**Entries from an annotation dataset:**
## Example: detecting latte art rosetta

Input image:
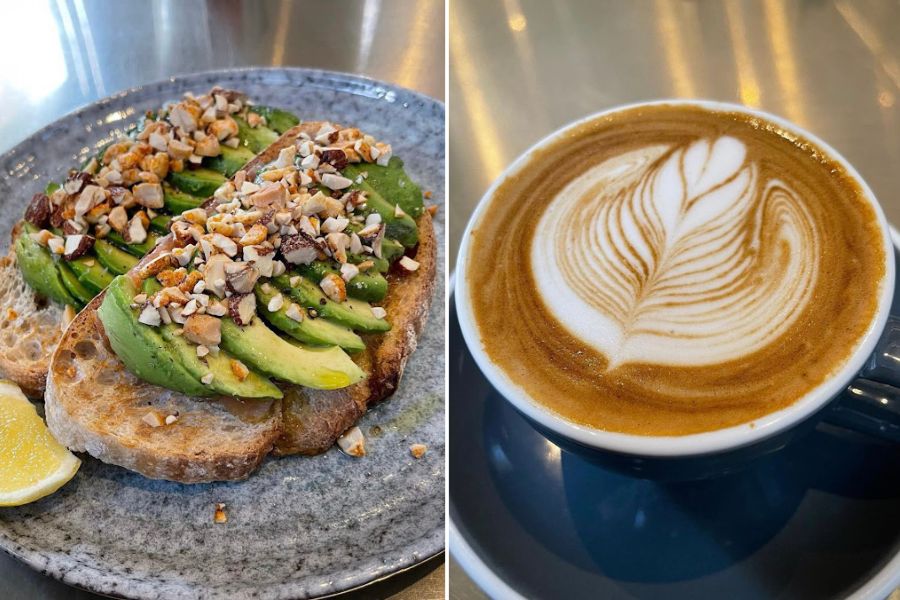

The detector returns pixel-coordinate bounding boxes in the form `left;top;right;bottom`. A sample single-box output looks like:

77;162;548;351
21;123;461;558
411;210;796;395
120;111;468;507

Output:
531;136;821;368
472;103;892;435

**Instructions for the task:**
Rewrite the entries above with "pixel-coordinate" replaced by "image-space" and nothing else changed. Omit the pictures from your output.

**Exercise response:**
## Example: detecting latte art rosetta

Input image:

The detector returns image-space bounding boxes in the form `left;top;right;bottom`. A sample single-box output looks like:

77;162;548;351
21;123;461;558
411;210;796;395
120;111;468;507

Output:
531;136;821;368
472;103;892;435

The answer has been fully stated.